Update everything from the start of the records down to the line containing "(1168, 343)", replacing "blue wristband" with "blue armband" and leaving every other word unchanged.
───
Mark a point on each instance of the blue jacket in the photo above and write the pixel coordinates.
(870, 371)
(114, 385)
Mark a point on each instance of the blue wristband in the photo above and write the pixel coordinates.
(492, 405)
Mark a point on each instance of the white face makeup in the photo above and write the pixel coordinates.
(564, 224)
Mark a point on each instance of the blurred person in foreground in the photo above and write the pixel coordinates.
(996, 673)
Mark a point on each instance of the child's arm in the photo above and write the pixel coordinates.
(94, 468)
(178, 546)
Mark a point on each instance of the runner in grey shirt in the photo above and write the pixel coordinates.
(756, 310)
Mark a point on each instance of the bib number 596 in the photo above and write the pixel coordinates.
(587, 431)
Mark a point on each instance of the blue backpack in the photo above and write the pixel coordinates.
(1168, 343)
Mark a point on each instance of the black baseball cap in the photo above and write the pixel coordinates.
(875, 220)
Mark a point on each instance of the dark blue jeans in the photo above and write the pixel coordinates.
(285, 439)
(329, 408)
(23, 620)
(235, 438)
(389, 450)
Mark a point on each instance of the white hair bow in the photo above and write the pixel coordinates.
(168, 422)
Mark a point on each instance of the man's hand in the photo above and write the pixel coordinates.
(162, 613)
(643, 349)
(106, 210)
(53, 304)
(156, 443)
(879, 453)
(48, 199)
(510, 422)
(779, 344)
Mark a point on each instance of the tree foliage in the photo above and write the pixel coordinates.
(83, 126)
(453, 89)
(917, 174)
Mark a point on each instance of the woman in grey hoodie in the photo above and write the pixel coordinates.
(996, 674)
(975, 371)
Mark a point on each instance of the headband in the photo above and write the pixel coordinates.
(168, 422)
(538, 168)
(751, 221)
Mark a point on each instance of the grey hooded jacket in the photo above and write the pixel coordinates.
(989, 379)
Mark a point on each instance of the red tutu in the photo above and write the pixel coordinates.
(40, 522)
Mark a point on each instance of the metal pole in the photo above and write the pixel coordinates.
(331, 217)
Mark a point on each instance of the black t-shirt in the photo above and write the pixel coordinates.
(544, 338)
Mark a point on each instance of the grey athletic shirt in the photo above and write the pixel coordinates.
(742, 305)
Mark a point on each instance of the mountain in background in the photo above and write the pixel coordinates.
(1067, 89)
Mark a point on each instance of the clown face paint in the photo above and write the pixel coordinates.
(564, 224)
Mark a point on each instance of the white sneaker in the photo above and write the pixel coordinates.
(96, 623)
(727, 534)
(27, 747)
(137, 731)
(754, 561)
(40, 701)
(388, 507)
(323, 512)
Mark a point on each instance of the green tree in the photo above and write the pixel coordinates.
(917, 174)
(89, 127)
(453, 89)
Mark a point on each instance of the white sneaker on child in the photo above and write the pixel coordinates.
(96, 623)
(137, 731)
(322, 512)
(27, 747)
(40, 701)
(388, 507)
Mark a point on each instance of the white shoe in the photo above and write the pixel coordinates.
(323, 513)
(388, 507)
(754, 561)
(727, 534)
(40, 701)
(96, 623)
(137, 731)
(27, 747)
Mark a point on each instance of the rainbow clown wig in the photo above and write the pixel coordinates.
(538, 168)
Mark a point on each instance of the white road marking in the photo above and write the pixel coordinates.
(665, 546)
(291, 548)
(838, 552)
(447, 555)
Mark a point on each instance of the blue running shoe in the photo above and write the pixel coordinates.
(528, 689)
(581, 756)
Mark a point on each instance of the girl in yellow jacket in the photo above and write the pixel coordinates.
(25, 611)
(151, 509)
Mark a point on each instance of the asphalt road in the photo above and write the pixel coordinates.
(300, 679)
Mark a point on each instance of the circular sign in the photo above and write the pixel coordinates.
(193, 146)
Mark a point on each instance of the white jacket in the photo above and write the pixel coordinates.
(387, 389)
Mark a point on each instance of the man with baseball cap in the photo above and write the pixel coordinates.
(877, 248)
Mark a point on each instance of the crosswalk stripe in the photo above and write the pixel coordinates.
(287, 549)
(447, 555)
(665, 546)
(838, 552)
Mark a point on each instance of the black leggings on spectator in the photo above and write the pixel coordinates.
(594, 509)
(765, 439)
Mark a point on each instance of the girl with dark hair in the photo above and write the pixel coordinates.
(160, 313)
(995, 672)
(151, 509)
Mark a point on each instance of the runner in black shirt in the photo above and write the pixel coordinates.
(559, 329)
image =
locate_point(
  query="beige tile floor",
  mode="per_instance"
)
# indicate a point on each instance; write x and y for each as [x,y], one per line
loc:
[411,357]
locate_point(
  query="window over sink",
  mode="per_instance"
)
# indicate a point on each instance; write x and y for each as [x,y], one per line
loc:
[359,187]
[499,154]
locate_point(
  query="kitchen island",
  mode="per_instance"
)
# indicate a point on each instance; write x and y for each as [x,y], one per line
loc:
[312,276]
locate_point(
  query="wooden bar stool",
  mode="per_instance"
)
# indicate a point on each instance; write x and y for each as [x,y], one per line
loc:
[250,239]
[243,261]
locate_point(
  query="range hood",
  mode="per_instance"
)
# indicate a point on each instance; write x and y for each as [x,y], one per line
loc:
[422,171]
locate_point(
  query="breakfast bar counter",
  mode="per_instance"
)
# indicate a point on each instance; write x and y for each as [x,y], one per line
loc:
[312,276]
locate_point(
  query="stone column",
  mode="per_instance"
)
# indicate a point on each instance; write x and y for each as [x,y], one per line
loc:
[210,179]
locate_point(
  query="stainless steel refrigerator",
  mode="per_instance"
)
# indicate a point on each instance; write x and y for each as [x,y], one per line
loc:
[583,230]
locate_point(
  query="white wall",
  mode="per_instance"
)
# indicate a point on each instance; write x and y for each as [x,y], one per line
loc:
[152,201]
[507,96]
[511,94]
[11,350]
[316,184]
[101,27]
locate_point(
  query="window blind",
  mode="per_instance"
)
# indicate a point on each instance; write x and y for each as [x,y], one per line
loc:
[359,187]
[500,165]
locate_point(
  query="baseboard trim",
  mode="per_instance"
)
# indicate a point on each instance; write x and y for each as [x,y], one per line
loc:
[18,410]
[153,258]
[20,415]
───
*ANSWER TO THIS TASK*
Mark a point on each instance of the blue jacket in the photo above and write the pixel coordinates.
(870, 371)
(114, 385)
Mark a point on each instance of the blue armband in the photo above and write the pixel coordinates.
(492, 405)
Mark a point on each instance of the white face makeup in the photo above and write the pixel coordinates.
(564, 224)
Mark a point on each instance of the blurred person in foreground in the photo above and write the pixel coordinates.
(996, 673)
Mark a point on each instance of the child's arm in the photo above and write the pixel coordinates.
(94, 468)
(178, 546)
Mark a point on each instance of the runner in grey shirt in the photo above and write the pixel coordinates.
(756, 310)
Mark a point on each instance of the bib number 596 in the photo above and write the pixel coordinates.
(587, 431)
Mark a point on each instance of the blue backpack in the photo above and write the pixel coordinates.
(1168, 343)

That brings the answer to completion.